ABOUT THIS TASK ▸
All pictures are to be excluded when the data below is output verbatim.

[[ INPUT FOR THIS TASK open ]]

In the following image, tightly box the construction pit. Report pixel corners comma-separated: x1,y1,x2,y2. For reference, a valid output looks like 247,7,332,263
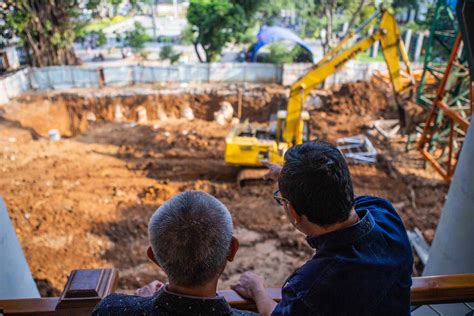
0,80,449,296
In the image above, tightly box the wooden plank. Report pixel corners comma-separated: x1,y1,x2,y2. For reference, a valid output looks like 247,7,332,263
0,298,58,316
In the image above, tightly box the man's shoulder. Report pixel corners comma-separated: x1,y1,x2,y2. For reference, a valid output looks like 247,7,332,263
355,195,406,229
93,293,154,315
355,195,396,212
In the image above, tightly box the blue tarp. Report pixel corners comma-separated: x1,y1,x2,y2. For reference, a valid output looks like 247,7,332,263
250,25,314,62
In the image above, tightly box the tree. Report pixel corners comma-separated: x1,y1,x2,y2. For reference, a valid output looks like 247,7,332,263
124,22,151,53
313,0,419,54
186,0,262,62
257,0,319,38
0,0,82,66
159,45,182,64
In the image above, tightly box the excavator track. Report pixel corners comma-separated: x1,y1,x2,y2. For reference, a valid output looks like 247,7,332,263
236,169,272,187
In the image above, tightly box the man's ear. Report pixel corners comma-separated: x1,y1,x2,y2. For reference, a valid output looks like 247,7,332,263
287,203,302,225
227,236,239,262
147,246,160,267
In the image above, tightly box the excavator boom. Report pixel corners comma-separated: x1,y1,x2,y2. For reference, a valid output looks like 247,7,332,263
283,9,414,145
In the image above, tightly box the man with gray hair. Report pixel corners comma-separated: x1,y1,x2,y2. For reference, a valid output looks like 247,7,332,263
93,191,257,315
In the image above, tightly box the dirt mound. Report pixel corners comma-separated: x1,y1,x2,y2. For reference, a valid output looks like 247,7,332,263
311,80,397,142
326,80,389,116
0,82,447,295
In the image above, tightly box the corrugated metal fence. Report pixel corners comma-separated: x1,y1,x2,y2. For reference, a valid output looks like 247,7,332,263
0,62,386,104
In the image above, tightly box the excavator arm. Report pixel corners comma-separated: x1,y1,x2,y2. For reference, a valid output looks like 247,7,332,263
282,9,415,145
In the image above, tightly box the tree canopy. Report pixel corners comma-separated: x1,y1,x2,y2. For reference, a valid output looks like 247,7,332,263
0,0,82,66
186,0,262,62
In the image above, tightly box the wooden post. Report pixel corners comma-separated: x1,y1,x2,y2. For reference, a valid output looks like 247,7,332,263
55,269,119,315
0,268,118,316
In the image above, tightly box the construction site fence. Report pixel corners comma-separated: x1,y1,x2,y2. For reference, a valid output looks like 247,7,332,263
1,61,390,104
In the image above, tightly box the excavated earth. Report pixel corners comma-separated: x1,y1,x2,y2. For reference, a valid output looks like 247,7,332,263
0,81,448,296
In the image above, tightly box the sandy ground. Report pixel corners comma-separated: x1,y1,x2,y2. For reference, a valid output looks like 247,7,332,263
0,81,448,296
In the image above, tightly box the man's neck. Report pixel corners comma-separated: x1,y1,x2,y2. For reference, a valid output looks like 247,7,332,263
167,279,218,298
305,208,360,237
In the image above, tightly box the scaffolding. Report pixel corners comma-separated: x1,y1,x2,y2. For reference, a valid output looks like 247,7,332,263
415,0,471,181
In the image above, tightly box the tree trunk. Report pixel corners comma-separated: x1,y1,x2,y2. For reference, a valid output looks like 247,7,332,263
19,0,78,67
193,42,205,63
343,0,366,38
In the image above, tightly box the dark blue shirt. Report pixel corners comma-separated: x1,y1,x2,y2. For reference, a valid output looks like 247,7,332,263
272,196,413,316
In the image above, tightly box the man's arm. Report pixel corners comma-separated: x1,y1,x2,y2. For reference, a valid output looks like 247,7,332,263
231,272,277,316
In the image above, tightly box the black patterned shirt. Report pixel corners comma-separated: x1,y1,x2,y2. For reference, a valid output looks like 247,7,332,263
92,286,258,316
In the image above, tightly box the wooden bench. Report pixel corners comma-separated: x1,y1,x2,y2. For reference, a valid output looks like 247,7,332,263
1,270,473,315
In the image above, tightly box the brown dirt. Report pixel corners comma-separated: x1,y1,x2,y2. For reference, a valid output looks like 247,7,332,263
0,82,448,296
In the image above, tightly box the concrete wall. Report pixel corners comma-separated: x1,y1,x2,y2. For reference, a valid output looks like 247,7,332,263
0,61,392,104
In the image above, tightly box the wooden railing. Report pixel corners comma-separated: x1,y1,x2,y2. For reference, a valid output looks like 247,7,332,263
0,269,118,316
1,271,474,315
219,273,474,311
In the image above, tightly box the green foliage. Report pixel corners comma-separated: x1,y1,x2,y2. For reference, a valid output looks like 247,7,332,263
257,0,318,38
125,22,151,53
258,43,311,64
186,0,262,62
0,0,80,65
180,25,195,45
159,45,182,64
95,30,107,47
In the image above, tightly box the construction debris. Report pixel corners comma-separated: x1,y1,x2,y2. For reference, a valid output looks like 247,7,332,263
48,129,61,141
373,119,401,139
407,227,430,265
336,135,377,164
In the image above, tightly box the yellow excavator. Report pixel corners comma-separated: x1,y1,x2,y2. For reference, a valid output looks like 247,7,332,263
225,8,415,184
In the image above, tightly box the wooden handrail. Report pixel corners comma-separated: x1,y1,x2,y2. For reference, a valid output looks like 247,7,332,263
1,273,473,315
218,273,474,310
411,273,474,305
0,298,58,315
0,268,118,316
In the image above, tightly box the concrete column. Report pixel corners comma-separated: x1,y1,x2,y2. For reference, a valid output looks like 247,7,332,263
424,121,474,276
0,197,40,298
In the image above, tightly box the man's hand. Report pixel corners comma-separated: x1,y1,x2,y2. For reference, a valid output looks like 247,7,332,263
231,272,266,300
232,272,277,316
260,160,282,182
134,280,164,297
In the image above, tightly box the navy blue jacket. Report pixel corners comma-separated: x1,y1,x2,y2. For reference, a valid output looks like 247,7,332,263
272,196,413,316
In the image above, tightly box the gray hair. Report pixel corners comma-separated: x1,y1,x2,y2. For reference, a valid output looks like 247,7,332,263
148,191,233,287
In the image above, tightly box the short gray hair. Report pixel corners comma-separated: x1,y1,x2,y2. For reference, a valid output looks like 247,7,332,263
148,191,233,287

[[ INPUT FOR THIS TASK closed ]]

ANSWER FOR THE TASK ▸
In the following image, tightly box the construction pit. Report pixel corners comma-separated: x1,y1,x2,y2. For reference, a valid output looks like 247,7,332,263
0,80,449,296
In the image above, tightly box the wooden plank. Report pixel corners comma-separated: x1,y1,x2,y2. For reference, a valid output looks like 247,7,332,263
0,298,58,316
In the image above, tightly box the man's shoulder. Report pixel corners comma-separated: x1,y1,x2,y2. For reference, a valid output looks like 247,7,332,263
355,195,406,229
93,293,154,315
355,195,396,212
In the image above, tightly box the blue tarp. Report pixel corners comma-separated: x1,y1,x2,y2. For reference, a valid output looks like 247,7,332,263
250,25,314,62
In the image above, tightly box the tree. Report pixel corners comma-separated: x1,y1,x2,y2. For reference, a valid output looks like 247,7,332,263
124,22,151,53
313,0,419,54
186,0,262,62
257,0,319,38
0,0,82,66
159,45,182,64
In the image above, tightly box the excavator track. Report pixel corners comma-separated: x1,y1,x2,y2. For reference, a valid output looks like 247,7,332,263
236,169,272,187
In the image above, tightly box the man's ear. Report pixel corners comma-separated: x1,y1,x2,y2. For reference, a valid output looks like 247,7,332,263
287,203,302,225
227,236,239,262
147,246,160,267
In the image above, tightly box the excavator boom. Report pixel corners comma-separated: x1,y1,x2,y2. For reference, a valid output looks like 247,7,332,263
283,9,414,145
In the image above, tightly box the man with gray hair. Report pixel corners comma-separated: x1,y1,x2,y2. For reference, a valid output looks like 247,7,332,263
93,191,257,315
In the image above, tightly box the dirt mound. Report pixel corners comma-separated: x1,y1,x2,y2. For reference, a valid output looks like 247,7,332,263
311,80,397,142
326,80,389,116
0,82,447,295
In the image above, tightly box the corrugated metal fence. Report pixel corners comma-separated: x1,y1,x2,y2. For reference, a valid output looks like 247,7,332,263
0,62,386,104
In the image above, tightly box the excavator arm. Report pixel corners comma-separated: x1,y1,x2,y2. For reference, a valid output looks like 247,7,332,263
282,9,415,145
In the image above, tightly box the tree canopy. Report pixel corners comma-separated: x1,y1,x2,y2. For reference, a valid output looks like 247,7,332,263
0,0,82,66
186,0,262,62
In the image above, tightly box the wooden post. Report pixel corners comma-separated: x1,y1,x2,y2. For reference, a valid output looks like 247,7,332,263
55,269,119,315
0,268,118,316
In the image above, tightly box the construction site fence. Report pixel corners comma-separated: x1,y1,x2,y2. For reference, a valid output looks like 247,7,332,263
1,61,390,104
In the image above, tightly box the excavated earth. Report pixel corners comma-separated: x1,y1,x2,y2. For reference, a valid output looks like 247,7,332,263
0,81,448,296
In the image above, tightly box the sandy ground. Report pixel corners comma-separated: x1,y1,x2,y2. For reference, a valid output looks like 247,7,332,263
0,81,448,296
In the image above, tightly box the man's neck. Report pixel corners comma-separated: x1,y1,x2,y2. For reference, a valid output looks like 247,7,332,263
167,279,218,298
305,208,360,237
In the image above, tightly box the scaffolding. Report pixel corners comma-separated: x1,y1,x2,y2. For reference, a valid output looks like 247,7,332,263
415,0,471,181
In the image above, tightly box the tree trunk. Report pixel corners comma-separated: x1,y1,x2,y2. For reference, a valid output looks like 247,7,332,263
19,0,78,67
193,42,205,63
343,0,366,38
In the image above, tightly box the dark blue shirt. Report pixel corners comma-separated: x1,y1,x2,y2. For reference, a valid output looks like 247,7,332,263
272,196,413,316
In the image above, tightly box the man's arm. Report pixel corners comma-separated: x1,y1,x2,y2. For reference, a valid output looks like 247,7,332,263
231,272,277,316
In the image above, tightly box the black patterned shirt. Report pixel corners comma-separated: x1,y1,x2,y2. For reference, a valid output looks like 247,7,332,263
92,286,258,316
In the image above, tightly box the wooden bench. Report pixel corners comma-separated: x1,y1,x2,y2. For reference, a valid output looks like 247,7,332,263
1,270,473,315
In the image above, tightly box the brown dirt. Report pixel corners comma-separated: x1,y1,x2,y2. For reference, a valid output looks like 247,7,332,263
0,82,448,296
In the image above, tightly box the concrete wall. Report pixel corners comma-separated: x1,y1,x2,y2. For reference, a valid output looks like 247,7,332,263
0,61,392,104
In the image above, tightly box the wooden railing. Report pixel corners comma-separated: x1,y1,x2,y2. For reference, a valid output looks like 247,7,332,263
0,269,118,316
1,271,474,315
219,273,474,311
In the image above, tightly box the green foliage. Report pixel corners comma-separated: x1,y1,x2,y2. For reference, a valid output looks like 247,7,332,263
257,0,318,38
125,22,151,53
258,43,311,64
186,0,262,62
0,0,80,65
180,25,195,45
159,45,182,64
95,30,107,47
In the image above, tightly box the construction debris. Report pixel corners comma-separated: x1,y1,x2,y2. For reference, a valid output looks like 247,7,332,263
48,129,61,141
373,119,401,139
407,227,430,265
336,135,377,164
In the image above, tightly box the yellow excavator. Report pixel corners comma-separated: x1,y1,x2,y2. For reference, a valid output looks like 247,7,332,263
225,8,415,184
In the image above, tightly box the wooden handrail. Report pixel corners comma-separated: x1,y1,x2,y2. For reference, a valid output looks like 247,7,332,263
1,273,473,315
218,273,474,310
411,273,474,305
0,298,58,315
0,268,118,316
In the image above, tightly box the concrete column. Report pixel corners comma-separated: x1,y1,x2,y2. For reference, a valid output looks like 247,7,332,263
424,121,474,276
0,197,40,298
In the image above, tightly box the man's hand. Report pixel corners comma-separated: x1,y1,x2,y2. For reference, a valid output looks like 247,7,332,263
231,272,266,300
232,272,277,316
260,160,282,182
134,280,164,297
In the image above, tightly box the navy blue jacket. Report pixel corners comma-separated: x1,y1,x2,y2. For reference, a valid output looks like 247,7,332,263
272,196,413,316
In the image above, tightly box the gray hair. Report pixel corners comma-separated: x1,y1,x2,y2. For reference, a valid output looks like 247,7,332,263
148,191,233,287
In the image above, tightly box the short gray hair. Report pixel corners comma-separated: x1,y1,x2,y2. For reference, a valid output looks like 247,7,332,263
148,191,233,287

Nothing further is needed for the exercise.